**Task to carry out:**
From the line containing "Kindly outline every instance of the **man" down to the last line of the material, return those lines verbatim and only those.

**Available records:**
==============================
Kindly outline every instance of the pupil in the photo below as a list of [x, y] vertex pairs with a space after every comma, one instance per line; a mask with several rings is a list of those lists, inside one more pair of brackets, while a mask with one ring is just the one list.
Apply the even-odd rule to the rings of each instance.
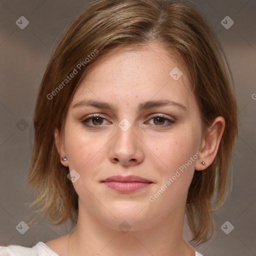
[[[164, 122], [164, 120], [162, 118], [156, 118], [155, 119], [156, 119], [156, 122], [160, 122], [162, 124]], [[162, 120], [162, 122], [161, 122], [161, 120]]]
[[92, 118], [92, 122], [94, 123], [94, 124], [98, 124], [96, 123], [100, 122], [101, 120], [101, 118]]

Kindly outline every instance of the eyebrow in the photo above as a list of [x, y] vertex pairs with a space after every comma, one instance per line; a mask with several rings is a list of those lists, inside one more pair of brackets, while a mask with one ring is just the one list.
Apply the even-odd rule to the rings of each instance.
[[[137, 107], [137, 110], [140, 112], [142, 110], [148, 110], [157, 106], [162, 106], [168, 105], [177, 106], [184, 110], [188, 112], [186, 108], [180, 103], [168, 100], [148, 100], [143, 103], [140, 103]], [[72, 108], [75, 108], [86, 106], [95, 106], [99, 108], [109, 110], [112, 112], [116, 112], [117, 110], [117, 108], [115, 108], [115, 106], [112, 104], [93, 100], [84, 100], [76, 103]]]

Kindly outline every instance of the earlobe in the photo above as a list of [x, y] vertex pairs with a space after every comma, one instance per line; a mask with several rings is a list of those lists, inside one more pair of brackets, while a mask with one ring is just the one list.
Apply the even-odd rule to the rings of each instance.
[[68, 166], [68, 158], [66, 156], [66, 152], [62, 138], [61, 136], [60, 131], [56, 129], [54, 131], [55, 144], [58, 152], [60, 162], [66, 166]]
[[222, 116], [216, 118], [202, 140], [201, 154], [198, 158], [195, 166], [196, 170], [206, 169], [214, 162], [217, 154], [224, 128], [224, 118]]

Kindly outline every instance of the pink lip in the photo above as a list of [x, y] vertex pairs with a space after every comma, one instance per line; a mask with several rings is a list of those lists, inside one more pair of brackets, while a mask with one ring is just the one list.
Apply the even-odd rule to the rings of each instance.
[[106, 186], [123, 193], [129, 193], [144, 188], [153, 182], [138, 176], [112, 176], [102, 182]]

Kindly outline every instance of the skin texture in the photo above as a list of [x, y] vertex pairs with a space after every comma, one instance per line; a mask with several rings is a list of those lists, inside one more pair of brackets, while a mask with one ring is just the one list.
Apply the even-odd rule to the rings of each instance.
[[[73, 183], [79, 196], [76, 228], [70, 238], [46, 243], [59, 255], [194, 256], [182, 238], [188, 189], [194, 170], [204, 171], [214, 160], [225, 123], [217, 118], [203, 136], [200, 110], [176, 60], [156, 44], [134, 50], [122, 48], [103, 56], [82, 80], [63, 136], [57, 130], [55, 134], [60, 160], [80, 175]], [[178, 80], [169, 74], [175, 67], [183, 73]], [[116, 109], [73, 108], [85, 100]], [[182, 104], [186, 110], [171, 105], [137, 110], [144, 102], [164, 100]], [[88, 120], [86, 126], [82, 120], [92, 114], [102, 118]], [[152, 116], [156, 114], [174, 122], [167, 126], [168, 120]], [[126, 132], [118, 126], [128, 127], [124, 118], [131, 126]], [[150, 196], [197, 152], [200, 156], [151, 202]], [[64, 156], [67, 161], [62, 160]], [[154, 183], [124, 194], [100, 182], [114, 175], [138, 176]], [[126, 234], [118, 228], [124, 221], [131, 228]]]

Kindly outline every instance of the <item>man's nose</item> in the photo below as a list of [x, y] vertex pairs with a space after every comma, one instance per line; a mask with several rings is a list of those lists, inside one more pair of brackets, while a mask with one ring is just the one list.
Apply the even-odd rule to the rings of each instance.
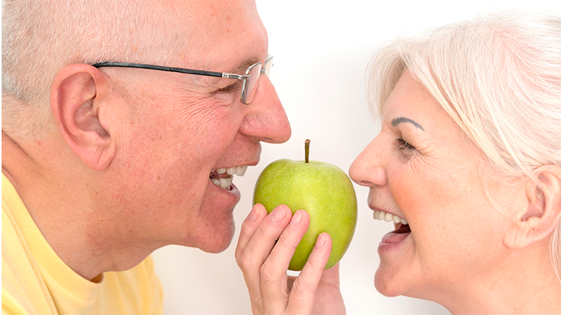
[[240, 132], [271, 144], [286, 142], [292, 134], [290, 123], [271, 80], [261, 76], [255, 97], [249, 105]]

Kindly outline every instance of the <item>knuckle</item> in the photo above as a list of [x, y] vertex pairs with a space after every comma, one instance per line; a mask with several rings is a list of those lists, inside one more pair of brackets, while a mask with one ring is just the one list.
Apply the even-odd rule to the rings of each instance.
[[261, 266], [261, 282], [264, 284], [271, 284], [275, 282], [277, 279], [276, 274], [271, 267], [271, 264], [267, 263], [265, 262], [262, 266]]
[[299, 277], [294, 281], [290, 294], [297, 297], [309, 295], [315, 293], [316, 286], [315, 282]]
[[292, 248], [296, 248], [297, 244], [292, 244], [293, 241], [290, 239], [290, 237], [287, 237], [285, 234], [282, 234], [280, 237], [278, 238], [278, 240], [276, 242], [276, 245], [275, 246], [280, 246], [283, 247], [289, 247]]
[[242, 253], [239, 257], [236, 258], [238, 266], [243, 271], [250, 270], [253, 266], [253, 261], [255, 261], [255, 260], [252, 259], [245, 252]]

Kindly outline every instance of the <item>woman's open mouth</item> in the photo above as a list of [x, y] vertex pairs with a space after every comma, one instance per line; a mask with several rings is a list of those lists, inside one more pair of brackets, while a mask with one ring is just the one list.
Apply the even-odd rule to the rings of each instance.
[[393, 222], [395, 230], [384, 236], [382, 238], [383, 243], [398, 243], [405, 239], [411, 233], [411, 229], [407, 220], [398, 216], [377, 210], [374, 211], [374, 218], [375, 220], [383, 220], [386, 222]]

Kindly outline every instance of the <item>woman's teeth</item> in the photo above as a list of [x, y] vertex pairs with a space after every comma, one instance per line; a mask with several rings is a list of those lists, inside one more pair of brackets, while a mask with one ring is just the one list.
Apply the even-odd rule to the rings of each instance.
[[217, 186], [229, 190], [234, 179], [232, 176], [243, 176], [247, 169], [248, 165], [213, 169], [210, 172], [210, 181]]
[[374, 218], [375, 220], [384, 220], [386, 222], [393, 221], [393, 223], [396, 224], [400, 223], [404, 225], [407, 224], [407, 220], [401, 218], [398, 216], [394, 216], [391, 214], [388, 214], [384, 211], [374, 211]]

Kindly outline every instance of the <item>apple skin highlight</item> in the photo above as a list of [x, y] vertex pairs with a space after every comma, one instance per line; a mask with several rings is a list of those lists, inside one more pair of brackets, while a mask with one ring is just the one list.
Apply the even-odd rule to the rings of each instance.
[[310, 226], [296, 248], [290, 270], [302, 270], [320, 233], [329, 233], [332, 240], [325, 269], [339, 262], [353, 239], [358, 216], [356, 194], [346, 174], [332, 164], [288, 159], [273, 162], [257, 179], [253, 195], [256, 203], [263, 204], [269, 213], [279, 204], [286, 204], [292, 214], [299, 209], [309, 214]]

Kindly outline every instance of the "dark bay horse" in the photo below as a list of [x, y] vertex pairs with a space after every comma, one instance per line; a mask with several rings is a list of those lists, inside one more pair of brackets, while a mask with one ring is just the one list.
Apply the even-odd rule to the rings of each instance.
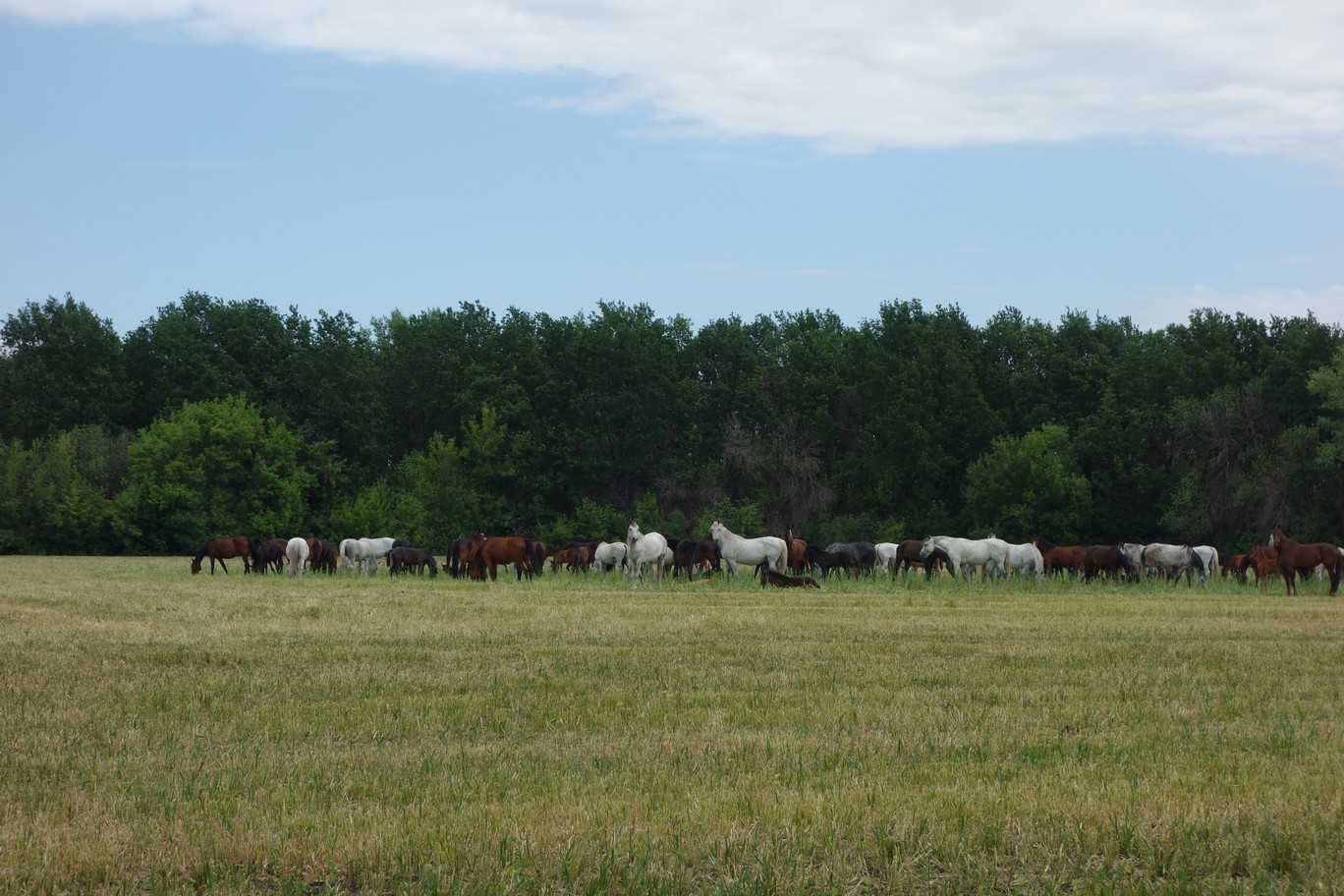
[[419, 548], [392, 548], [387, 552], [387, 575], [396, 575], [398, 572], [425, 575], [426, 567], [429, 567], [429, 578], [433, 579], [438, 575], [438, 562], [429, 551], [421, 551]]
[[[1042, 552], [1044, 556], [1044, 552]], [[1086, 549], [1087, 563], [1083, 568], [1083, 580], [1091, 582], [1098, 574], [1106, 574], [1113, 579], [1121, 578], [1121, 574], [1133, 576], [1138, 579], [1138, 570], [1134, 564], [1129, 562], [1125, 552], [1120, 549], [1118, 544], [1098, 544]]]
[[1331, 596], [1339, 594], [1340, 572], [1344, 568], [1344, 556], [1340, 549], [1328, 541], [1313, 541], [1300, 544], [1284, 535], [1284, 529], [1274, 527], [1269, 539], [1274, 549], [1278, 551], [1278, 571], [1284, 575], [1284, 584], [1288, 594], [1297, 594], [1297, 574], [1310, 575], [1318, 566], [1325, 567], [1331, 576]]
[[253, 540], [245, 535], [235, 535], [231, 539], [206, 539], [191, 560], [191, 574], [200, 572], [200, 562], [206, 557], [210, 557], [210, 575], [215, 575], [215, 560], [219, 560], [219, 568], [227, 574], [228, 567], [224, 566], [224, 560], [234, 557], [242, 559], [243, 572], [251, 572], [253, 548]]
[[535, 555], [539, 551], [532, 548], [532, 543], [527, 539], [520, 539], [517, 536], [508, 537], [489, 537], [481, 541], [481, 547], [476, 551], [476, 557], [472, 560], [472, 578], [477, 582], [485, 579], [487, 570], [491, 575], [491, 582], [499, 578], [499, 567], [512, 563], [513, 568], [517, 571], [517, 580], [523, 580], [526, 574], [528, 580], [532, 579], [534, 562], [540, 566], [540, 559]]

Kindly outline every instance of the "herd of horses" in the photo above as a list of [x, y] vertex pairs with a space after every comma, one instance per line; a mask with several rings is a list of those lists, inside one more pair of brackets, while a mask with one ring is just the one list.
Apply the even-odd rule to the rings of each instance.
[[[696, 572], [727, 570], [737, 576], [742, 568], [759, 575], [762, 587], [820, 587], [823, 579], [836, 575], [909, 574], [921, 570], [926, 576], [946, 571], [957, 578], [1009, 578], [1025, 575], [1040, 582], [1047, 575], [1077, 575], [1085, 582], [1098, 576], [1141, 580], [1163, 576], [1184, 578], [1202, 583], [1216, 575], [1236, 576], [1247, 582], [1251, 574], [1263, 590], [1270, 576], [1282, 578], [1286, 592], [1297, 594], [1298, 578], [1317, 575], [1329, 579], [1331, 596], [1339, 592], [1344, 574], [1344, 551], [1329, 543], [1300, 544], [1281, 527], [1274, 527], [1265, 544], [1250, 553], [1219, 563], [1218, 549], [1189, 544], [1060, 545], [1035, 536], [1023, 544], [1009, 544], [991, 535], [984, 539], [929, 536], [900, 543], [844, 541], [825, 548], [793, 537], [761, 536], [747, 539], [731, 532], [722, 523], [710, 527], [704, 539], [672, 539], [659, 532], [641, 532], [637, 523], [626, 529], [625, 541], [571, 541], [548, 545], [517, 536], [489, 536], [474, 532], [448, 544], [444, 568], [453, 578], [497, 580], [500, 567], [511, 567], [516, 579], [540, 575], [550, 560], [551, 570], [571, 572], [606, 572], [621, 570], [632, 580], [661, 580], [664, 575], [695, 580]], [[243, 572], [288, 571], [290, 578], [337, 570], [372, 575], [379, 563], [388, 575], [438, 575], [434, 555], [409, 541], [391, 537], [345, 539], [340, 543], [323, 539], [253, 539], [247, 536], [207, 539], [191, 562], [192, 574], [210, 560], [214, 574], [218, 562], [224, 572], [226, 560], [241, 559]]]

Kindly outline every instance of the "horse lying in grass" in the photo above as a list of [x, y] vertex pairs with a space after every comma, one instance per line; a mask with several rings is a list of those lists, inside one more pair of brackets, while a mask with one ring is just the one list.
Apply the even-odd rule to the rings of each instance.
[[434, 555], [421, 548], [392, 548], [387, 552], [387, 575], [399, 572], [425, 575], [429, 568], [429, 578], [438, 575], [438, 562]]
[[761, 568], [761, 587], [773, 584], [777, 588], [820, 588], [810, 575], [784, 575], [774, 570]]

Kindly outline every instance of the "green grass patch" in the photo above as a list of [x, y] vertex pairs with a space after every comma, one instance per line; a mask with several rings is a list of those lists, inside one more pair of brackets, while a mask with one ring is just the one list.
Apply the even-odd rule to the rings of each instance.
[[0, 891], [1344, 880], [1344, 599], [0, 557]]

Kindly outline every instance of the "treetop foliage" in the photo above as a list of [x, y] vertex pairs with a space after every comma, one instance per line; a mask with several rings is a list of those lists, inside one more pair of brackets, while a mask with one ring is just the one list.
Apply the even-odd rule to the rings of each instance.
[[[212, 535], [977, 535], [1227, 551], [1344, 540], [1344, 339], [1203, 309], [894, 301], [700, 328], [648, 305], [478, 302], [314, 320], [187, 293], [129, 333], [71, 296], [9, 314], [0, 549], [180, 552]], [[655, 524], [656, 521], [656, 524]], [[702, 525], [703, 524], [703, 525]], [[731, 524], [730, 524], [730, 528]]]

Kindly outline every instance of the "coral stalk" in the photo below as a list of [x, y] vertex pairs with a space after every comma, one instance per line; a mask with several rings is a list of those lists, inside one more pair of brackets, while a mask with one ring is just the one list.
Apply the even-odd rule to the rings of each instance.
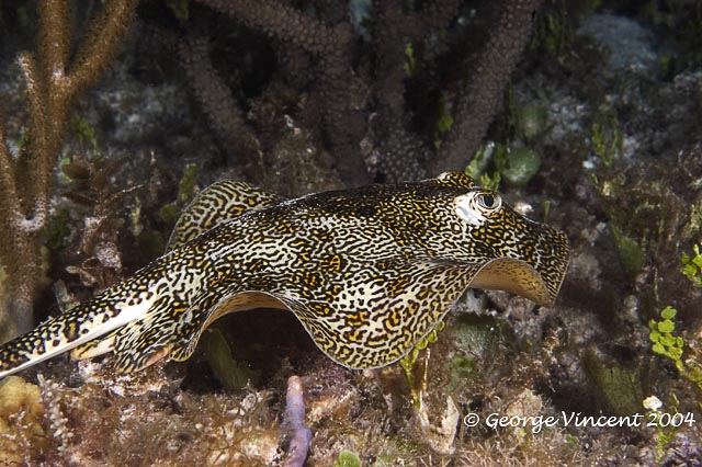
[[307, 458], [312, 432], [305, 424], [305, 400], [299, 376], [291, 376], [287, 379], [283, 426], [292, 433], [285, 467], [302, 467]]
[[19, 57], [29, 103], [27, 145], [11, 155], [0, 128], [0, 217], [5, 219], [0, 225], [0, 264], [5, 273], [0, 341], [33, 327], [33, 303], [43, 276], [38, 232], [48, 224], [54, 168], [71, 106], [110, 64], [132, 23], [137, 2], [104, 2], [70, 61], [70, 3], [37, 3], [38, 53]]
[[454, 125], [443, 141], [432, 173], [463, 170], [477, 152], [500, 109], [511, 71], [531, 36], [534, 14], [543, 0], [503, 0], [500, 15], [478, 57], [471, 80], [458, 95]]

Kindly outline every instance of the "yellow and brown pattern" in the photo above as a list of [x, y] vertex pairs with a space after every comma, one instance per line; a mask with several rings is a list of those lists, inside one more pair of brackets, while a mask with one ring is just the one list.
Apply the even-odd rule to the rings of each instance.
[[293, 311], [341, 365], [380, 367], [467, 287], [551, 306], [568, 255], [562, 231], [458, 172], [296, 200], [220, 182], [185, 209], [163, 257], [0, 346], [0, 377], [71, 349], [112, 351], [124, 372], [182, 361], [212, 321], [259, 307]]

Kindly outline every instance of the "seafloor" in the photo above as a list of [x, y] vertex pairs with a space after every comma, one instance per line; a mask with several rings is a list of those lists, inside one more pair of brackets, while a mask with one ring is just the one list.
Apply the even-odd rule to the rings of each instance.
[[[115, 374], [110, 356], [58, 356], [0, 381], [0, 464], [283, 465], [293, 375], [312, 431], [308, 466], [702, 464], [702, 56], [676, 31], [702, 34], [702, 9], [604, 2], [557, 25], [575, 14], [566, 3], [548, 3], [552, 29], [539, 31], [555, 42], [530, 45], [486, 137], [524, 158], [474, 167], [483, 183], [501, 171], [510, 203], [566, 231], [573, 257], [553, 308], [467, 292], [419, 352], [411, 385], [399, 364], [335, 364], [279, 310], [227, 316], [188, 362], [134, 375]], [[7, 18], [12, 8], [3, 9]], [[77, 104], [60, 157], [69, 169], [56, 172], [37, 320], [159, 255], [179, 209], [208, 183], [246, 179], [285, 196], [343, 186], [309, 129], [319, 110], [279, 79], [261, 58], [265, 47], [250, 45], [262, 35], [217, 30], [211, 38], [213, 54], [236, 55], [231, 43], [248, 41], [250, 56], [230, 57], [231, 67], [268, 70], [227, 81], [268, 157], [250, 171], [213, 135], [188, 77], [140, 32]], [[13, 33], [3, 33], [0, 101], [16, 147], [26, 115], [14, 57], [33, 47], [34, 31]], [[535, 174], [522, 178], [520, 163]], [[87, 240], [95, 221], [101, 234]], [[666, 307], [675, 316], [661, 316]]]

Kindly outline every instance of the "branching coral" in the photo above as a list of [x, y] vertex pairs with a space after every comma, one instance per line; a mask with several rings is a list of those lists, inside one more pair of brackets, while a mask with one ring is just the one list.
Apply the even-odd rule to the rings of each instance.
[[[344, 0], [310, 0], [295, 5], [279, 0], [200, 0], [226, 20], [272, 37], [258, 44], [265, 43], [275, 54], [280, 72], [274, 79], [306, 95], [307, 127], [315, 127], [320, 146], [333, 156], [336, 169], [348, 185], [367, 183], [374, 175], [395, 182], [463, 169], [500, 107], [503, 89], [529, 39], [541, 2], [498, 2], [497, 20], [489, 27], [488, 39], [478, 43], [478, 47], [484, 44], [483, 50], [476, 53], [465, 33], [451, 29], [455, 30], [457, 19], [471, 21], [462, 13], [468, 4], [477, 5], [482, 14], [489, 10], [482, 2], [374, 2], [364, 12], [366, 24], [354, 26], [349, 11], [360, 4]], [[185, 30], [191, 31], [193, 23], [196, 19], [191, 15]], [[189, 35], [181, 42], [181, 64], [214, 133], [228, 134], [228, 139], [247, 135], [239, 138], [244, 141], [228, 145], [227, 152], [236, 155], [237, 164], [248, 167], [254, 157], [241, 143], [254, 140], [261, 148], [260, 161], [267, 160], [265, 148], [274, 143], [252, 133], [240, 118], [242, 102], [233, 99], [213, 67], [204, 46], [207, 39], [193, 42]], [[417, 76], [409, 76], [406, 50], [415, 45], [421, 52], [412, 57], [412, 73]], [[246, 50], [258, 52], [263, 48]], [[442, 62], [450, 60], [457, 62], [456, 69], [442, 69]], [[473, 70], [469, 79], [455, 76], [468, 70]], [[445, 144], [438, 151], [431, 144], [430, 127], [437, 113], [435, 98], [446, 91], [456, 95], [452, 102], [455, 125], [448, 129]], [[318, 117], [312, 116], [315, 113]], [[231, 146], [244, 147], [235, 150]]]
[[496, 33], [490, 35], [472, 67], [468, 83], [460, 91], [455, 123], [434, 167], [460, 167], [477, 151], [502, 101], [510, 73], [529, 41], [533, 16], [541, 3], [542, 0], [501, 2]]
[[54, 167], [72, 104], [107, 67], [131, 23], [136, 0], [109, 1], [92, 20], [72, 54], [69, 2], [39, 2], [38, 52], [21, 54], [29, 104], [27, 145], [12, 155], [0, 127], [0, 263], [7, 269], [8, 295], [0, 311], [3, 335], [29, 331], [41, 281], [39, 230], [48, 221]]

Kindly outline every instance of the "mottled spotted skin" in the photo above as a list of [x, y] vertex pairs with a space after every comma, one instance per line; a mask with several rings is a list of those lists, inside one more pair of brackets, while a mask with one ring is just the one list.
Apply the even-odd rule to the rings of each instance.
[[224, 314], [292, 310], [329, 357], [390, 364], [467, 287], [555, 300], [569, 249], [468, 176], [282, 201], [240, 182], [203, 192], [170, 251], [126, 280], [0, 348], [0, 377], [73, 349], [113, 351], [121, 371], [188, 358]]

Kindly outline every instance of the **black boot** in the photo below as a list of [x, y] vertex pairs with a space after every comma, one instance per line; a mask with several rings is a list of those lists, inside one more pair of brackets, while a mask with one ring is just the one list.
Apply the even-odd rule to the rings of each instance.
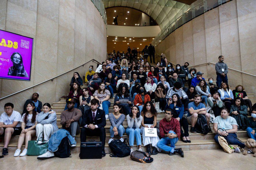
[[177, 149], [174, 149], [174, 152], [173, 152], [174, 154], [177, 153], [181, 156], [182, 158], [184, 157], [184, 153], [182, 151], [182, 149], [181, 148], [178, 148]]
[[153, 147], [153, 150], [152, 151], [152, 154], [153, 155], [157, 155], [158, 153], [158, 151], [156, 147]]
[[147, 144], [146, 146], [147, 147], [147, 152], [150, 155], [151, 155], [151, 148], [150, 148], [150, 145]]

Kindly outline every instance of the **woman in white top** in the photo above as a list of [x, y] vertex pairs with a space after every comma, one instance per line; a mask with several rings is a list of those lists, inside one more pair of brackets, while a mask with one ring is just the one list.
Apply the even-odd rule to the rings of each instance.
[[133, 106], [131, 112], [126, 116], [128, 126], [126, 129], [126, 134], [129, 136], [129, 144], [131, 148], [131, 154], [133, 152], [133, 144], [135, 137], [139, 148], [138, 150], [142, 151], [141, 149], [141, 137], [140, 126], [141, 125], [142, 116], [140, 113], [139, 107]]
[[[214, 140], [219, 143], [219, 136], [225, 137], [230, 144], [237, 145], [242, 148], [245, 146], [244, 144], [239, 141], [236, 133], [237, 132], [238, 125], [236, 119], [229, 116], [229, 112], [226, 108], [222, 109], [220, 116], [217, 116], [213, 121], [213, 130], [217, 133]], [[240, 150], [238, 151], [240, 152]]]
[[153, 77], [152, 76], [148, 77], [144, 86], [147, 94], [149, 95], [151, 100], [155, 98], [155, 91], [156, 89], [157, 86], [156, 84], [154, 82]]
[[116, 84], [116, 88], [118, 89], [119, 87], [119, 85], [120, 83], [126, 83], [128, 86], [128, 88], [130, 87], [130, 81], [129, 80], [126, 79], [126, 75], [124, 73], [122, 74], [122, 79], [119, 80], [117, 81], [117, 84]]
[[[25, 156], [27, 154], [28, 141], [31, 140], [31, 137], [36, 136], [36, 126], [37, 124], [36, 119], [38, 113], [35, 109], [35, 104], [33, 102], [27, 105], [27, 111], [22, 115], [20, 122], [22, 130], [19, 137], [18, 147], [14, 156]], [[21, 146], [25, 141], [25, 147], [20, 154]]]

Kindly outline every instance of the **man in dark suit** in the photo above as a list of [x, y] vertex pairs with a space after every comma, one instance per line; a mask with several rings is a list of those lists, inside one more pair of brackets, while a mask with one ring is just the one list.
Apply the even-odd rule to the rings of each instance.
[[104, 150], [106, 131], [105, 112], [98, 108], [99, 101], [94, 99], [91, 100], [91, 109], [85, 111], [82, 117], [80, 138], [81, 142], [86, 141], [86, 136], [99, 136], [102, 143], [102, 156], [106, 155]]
==============================
**Task response:**
Kindly outline every instance of the **man in dark suit** in the photo above as a list of [x, y] vertex pairs with a space after every comma, one instance per line; a mask with several rings is a list of those lists, inside one more pair of brackets, while a mask with one ring is just the one list.
Apply the even-odd rule to the rings of each instance.
[[104, 150], [106, 131], [105, 112], [98, 108], [99, 101], [94, 99], [91, 100], [91, 109], [85, 111], [82, 117], [80, 138], [81, 142], [86, 141], [86, 136], [99, 136], [102, 143], [102, 156], [106, 155]]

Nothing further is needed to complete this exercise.